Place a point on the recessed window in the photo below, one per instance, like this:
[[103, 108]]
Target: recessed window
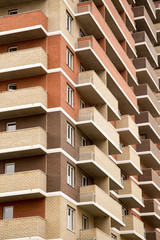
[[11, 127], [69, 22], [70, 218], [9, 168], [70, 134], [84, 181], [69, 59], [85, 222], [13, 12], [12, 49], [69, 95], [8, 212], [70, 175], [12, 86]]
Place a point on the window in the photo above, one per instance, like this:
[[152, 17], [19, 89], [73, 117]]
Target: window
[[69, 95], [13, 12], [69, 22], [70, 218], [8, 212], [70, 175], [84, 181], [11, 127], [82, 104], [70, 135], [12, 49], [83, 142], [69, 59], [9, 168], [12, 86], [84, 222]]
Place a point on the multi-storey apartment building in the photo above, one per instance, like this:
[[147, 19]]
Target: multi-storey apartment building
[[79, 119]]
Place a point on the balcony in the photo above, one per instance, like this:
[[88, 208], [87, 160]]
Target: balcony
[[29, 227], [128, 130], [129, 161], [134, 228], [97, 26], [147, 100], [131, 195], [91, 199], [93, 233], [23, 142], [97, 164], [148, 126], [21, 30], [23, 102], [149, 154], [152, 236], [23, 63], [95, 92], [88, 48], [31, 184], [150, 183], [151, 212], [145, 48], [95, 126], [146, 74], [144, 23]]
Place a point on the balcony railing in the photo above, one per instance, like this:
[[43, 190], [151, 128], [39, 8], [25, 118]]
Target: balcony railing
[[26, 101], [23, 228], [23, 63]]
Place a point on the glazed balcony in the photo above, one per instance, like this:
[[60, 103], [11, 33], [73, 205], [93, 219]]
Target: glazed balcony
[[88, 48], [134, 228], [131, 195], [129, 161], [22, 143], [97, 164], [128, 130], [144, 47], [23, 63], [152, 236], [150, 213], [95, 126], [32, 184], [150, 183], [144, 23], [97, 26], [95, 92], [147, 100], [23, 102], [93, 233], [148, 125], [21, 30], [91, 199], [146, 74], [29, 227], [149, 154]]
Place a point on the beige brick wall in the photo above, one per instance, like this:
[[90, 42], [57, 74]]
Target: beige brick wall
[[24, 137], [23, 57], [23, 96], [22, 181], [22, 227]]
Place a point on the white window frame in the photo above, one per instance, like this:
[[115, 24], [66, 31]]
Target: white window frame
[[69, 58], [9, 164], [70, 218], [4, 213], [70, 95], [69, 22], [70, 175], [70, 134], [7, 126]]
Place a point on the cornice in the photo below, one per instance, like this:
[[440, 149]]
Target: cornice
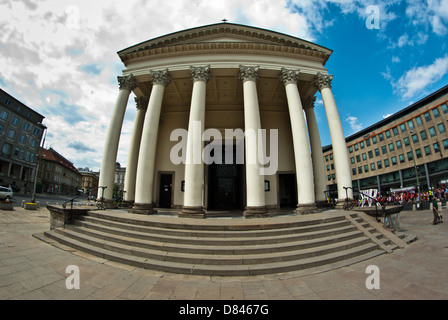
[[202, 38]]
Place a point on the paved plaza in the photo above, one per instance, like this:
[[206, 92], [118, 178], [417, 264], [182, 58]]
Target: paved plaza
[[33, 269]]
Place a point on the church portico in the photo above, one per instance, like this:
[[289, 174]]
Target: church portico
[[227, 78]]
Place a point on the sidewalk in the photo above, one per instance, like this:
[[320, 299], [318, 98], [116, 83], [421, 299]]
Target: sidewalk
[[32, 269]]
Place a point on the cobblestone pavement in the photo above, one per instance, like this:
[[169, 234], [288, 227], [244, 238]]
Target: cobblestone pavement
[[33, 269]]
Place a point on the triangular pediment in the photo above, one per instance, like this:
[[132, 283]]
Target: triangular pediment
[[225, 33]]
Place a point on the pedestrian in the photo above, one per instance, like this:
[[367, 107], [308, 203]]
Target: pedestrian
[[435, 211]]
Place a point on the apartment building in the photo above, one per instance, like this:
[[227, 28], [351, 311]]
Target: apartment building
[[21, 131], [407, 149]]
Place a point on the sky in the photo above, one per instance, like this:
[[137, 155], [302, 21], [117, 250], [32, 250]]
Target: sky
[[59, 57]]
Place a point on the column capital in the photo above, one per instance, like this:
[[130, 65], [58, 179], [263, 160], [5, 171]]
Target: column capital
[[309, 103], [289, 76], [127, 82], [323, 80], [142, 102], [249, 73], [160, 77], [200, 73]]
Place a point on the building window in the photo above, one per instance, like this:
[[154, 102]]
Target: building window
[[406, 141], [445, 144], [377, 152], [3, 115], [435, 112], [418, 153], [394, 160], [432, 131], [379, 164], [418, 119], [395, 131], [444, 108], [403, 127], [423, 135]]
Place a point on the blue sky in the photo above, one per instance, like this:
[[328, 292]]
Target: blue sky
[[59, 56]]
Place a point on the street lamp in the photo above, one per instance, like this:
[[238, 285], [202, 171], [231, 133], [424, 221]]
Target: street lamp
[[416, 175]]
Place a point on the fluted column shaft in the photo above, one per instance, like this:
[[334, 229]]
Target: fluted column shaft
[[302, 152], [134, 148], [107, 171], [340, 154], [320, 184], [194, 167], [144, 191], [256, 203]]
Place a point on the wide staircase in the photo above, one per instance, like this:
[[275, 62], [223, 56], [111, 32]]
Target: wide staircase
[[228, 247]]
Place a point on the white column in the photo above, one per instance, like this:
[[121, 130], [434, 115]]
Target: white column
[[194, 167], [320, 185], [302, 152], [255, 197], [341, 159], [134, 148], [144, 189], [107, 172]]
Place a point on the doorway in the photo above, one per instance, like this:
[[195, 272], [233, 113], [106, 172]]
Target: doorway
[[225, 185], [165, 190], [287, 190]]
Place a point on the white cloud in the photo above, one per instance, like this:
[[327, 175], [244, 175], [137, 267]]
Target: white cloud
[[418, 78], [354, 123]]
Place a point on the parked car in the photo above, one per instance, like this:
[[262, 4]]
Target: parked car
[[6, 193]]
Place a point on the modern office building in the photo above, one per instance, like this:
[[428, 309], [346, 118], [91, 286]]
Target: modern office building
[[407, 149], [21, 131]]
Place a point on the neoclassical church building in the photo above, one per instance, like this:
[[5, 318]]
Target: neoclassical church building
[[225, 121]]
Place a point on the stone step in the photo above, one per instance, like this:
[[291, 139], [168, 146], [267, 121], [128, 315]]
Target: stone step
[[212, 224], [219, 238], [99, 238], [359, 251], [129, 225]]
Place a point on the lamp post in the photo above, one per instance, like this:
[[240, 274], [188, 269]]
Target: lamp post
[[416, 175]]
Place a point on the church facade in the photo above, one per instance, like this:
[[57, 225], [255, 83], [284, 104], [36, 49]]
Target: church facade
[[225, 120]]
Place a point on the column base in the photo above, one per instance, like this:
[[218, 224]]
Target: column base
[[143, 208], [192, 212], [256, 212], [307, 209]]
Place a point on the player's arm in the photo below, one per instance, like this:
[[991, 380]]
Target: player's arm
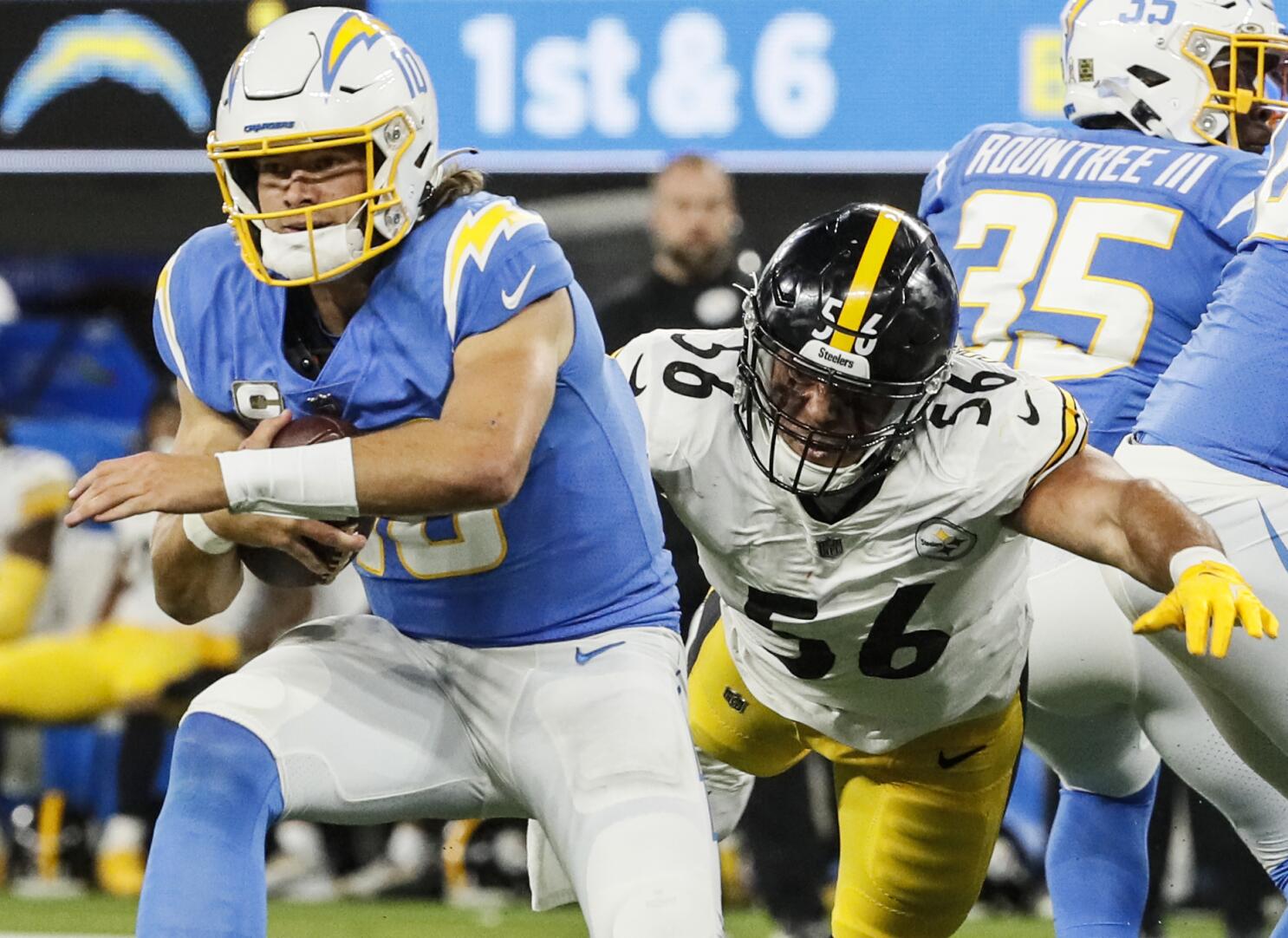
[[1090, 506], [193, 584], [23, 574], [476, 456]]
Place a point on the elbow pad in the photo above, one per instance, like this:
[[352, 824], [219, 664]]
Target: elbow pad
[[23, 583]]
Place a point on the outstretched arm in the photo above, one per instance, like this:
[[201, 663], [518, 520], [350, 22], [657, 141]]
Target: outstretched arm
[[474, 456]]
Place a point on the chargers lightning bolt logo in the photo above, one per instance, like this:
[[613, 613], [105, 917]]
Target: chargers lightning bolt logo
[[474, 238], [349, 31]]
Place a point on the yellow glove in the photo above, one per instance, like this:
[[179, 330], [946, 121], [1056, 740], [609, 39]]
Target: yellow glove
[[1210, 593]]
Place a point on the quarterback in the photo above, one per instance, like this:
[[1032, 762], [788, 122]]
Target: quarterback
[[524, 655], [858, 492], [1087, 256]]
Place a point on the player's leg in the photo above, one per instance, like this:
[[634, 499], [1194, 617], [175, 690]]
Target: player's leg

---

DESCRIPTION OF THE TASK>
Repeat exactly the lines from the first line of the records above through the line containing "[[90, 42], [57, 74]]", leaving out the pictures.

COMPLETED EXERCISE>
Place a point on the recessed window in the photo below, one per instance, like this:
[[103, 108]]
Target: recessed window
[[11, 127], [69, 22], [70, 218], [9, 168], [70, 134], [84, 181], [69, 59], [85, 222], [13, 12], [12, 49], [69, 95], [8, 212], [70, 175], [12, 86]]
Place a point on the window in the photo above, one per instance, like this:
[[152, 17], [19, 89], [73, 117]]
Target: window
[[69, 95], [13, 12], [69, 22], [70, 218], [8, 212], [70, 175], [84, 181], [11, 127], [82, 104], [70, 135], [12, 49], [83, 142], [69, 59], [9, 168], [12, 86], [84, 222]]
Place a point on the multi-storey apartment building in the photo above, one per instance, like this:
[[147, 19]]
Target: multi-storey apartment building
[[79, 119]]
Place a point on the balcony in the photo above, one per instance, like this:
[[88, 208], [87, 160]]
Target: balcony
[[29, 227], [128, 130], [129, 161], [134, 228], [97, 26], [147, 100], [131, 195], [91, 199], [93, 233], [23, 142], [97, 164], [148, 126], [21, 30], [23, 102], [149, 154], [152, 236], [23, 63], [95, 92], [88, 48], [31, 184], [150, 183], [151, 212], [145, 48], [95, 126], [146, 74], [144, 23]]
Place a point on the balcony railing in the photo above, one per instance, like this:
[[43, 190], [151, 128], [39, 8], [25, 118]]
Target: balcony railing
[[26, 101], [23, 228], [23, 63]]
Place a point on the glazed balcony in the photo above, one per instance, like this:
[[60, 103], [11, 33], [73, 205], [93, 219]]
Target: glazed balcony
[[88, 48], [134, 228], [131, 195], [129, 161], [22, 143], [97, 164], [128, 130], [144, 47], [23, 63], [152, 236], [150, 213], [95, 126], [32, 184], [150, 183], [144, 23], [97, 26], [95, 92], [147, 100], [23, 102], [93, 233], [148, 125], [21, 30], [91, 199], [146, 74], [29, 227], [149, 154]]
Place a point on the beige brick wall in the photo above, one per instance, like this:
[[90, 42], [57, 74]]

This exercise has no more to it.